_Task to complete_. From the line with "[locate] the semi-dome" up to and including the line with "x=136, y=358" in the material below, format each request as one row of a two-column CSV with columns named request and answer. Put the request text and its answer each in a single quoted field, with line breaks turned into spaces.

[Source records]

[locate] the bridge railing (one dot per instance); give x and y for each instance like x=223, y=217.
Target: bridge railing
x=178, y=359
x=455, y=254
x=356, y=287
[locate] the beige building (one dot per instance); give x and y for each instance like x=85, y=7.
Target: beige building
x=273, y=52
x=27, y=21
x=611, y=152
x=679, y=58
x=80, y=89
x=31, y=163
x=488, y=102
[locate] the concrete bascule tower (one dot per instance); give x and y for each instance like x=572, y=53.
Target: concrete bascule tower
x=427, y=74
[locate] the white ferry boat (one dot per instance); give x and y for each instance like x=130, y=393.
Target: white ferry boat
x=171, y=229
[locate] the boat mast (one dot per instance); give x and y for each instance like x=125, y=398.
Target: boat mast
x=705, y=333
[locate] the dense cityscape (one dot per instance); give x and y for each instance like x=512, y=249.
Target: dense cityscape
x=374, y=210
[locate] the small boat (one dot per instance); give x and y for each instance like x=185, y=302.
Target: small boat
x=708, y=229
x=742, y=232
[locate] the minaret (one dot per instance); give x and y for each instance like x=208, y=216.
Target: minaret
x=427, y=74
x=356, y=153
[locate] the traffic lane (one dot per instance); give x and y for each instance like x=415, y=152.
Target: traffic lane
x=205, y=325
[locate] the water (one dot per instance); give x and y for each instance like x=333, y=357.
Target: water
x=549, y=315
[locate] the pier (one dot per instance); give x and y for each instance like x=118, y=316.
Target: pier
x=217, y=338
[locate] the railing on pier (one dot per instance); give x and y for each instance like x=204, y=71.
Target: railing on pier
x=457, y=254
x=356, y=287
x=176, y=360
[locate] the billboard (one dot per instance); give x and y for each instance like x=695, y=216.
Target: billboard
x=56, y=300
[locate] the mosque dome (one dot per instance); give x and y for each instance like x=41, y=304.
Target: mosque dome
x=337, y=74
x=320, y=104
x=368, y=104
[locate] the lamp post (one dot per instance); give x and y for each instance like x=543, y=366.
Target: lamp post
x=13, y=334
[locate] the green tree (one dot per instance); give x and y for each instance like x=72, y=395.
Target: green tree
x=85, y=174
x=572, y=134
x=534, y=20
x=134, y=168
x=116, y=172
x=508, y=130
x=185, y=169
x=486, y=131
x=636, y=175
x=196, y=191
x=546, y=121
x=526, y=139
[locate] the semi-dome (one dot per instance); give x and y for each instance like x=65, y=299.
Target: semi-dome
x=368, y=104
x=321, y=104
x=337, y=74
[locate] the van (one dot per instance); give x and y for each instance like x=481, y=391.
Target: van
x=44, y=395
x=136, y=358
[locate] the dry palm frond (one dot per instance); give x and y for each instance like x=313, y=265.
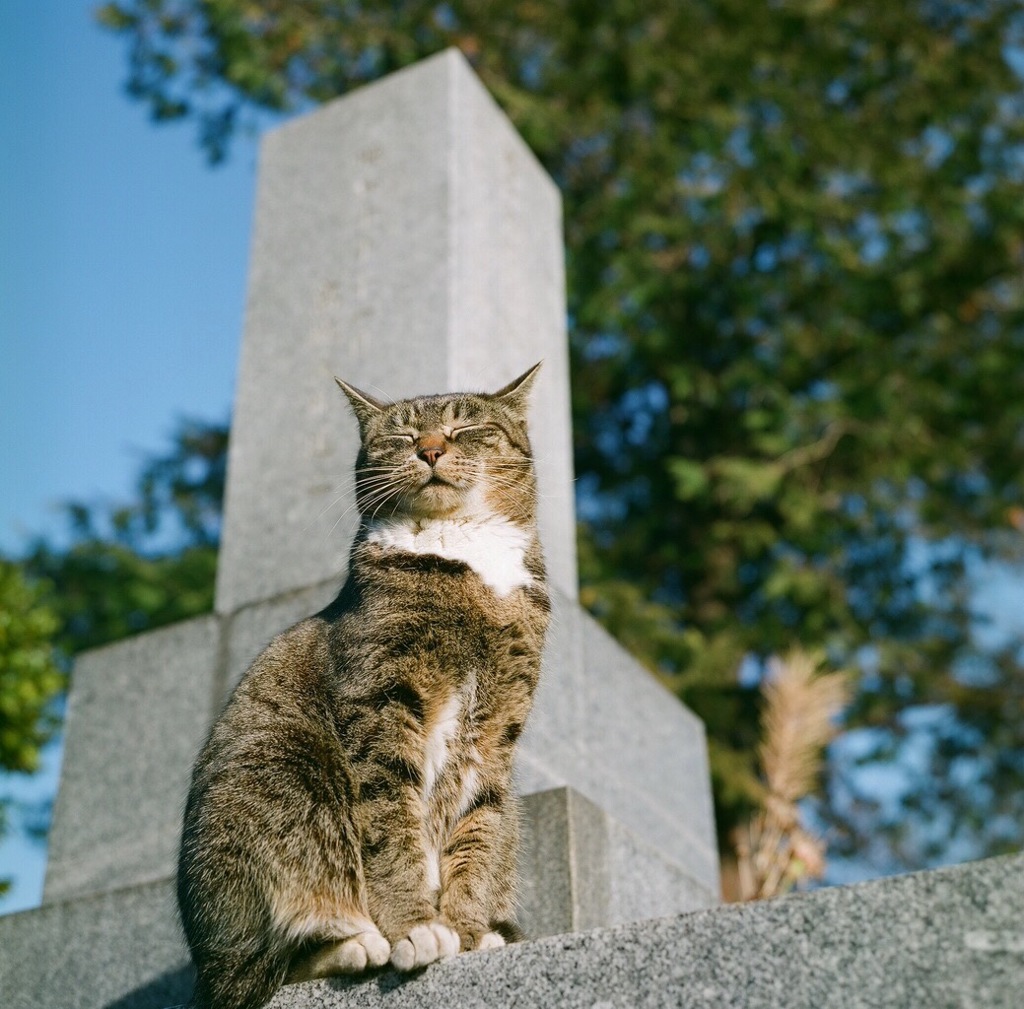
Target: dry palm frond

_Written response_.
request,answer
"[locate] the semi-dome (one dot per instance); give x and y for each instance like x=65, y=299. Target: semi-dome","x=368, y=104 x=321, y=104 x=337, y=74"
"[locate] the van (one dot per instance); give x and y for each instance like x=481, y=391. Target: van","x=44, y=395 x=136, y=358"